> What is asked
Copy the listing below line for line, changing nothing.

Coordinate annotation listing
=====
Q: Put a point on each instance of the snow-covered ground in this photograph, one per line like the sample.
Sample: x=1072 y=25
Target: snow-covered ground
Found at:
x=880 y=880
=====
> Solution to this task
Q: Put a point on each instance of the snow-covered ground in this photograph, one per line like the sample.
Sample: x=1072 y=25
Target: snow-covered ground
Found at:
x=880 y=880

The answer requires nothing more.